Your instructions
Show each line in the material below that contains the word "fire", treating uppercase and lowercase as different.

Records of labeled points
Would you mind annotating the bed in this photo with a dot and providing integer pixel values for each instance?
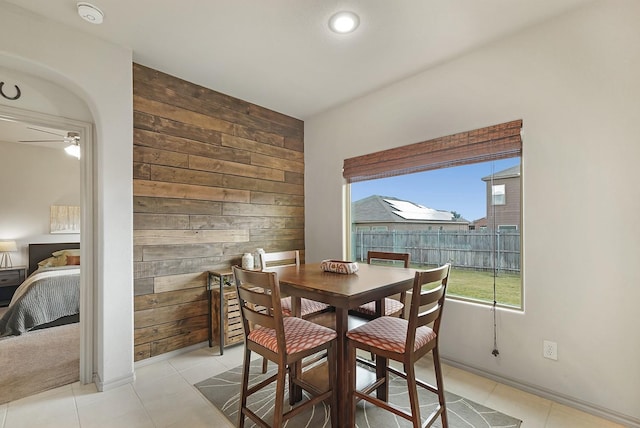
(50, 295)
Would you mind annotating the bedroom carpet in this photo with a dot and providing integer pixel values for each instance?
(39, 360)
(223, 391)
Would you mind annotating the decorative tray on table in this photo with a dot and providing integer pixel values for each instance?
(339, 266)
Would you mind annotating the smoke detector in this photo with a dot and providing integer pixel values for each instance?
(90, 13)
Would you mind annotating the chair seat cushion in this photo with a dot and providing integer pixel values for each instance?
--
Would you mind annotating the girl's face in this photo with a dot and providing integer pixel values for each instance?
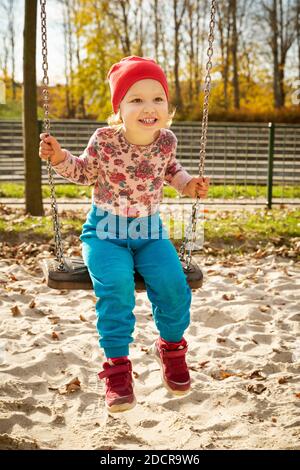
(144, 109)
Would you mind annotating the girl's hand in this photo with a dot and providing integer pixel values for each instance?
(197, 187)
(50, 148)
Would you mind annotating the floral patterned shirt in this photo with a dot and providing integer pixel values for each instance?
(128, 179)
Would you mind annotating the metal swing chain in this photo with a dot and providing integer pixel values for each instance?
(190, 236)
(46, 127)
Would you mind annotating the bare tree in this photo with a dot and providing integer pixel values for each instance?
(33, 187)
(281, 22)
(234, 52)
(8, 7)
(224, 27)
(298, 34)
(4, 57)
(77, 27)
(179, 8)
---
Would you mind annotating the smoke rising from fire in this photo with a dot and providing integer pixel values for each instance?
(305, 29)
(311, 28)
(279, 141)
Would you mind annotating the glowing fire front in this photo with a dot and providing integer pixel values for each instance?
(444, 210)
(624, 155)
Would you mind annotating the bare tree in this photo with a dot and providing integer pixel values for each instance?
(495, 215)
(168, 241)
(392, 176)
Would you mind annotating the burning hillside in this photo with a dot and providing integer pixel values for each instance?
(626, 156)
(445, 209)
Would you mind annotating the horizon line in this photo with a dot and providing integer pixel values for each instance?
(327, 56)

Exercise result
Would you mind annotating the smoke rising from fire in this photo with a dot and providing integer pixel values for each instance?
Would you mind annotating the glowing fire front in this photo with a dot and providing integer pixel values for each instance?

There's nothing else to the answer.